--- BEGIN ---

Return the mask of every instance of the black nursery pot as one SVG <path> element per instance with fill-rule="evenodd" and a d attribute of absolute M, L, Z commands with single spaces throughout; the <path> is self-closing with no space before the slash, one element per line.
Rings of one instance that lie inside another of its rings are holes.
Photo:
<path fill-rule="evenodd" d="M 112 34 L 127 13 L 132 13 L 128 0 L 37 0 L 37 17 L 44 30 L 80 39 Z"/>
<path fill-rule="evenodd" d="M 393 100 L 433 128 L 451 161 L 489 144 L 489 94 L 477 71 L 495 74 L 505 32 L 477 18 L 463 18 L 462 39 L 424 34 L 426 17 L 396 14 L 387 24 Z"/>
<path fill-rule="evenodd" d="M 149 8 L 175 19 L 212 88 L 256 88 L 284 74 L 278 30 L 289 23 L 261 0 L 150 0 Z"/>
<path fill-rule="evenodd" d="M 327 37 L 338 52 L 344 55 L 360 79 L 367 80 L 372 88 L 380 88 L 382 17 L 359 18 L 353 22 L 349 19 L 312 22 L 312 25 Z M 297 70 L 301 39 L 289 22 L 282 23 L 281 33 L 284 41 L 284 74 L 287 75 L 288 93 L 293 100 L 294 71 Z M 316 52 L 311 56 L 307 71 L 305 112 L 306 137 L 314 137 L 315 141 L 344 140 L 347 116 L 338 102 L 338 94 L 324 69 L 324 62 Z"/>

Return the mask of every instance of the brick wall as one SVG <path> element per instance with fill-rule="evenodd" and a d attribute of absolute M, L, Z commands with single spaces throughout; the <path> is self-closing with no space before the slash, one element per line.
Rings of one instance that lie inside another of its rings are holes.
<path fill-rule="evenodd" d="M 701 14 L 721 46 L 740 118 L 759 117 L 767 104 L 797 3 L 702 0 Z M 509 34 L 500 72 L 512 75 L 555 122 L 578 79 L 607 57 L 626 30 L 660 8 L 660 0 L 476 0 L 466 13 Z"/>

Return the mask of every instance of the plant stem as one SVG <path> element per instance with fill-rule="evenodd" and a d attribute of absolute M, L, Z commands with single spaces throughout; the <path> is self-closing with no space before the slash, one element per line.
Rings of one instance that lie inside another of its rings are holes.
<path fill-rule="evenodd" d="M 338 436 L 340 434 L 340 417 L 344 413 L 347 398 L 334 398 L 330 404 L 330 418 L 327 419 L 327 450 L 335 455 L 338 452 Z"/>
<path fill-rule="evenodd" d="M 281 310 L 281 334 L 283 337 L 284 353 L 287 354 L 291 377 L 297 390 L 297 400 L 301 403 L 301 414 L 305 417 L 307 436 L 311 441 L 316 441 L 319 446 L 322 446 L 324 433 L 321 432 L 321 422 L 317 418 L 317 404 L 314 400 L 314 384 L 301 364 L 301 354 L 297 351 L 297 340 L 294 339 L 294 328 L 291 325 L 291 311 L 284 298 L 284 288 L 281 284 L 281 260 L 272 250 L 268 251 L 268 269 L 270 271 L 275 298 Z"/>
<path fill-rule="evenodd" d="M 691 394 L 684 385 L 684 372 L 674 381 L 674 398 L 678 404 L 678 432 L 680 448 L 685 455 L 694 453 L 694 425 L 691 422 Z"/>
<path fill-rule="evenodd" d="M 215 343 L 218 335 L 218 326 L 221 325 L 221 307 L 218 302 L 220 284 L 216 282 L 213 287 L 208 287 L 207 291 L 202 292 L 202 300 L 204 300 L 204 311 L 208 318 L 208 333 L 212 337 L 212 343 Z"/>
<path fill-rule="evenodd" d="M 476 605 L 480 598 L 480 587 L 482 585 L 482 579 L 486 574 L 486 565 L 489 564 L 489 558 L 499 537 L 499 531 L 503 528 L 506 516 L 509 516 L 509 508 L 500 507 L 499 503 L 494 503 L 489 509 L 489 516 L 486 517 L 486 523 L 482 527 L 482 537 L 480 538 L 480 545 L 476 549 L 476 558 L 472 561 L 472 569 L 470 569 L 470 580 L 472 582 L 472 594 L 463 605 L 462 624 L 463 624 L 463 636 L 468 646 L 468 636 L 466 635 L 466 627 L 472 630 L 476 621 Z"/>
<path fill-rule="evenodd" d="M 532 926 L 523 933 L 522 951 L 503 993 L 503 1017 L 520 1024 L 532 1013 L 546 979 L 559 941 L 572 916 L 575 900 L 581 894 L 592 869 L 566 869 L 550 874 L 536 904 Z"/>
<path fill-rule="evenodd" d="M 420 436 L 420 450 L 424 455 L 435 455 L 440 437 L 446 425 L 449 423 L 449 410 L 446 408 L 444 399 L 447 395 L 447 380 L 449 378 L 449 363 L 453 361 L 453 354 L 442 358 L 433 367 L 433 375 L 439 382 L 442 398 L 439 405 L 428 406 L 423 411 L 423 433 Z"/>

--- END ---

--- Work instructions ---
Please reproduce everything above from the line containing "Return the mask of every instance of the brick" down to the line containing "701 14 L 721", both ends included, copying each line in full but increasing every coordinate in the path outlines by 71.

--- Correct output ---
Return the mask of every instance of the brick wall as one SVG <path> element per instance with fill-rule="evenodd" and a d attribute of absolute M, L, Z commands with single spaces throughout; the <path> is self-closing with no space before the slash, one element per line.
Rings of one instance that lie inside another of its rings are holes.
<path fill-rule="evenodd" d="M 772 85 L 792 117 L 811 189 L 830 188 L 838 175 L 868 74 L 773 71 Z M 580 105 L 571 143 L 583 146 L 626 193 L 649 150 L 678 128 L 697 101 L 731 79 L 731 71 L 547 71 L 537 84 Z"/>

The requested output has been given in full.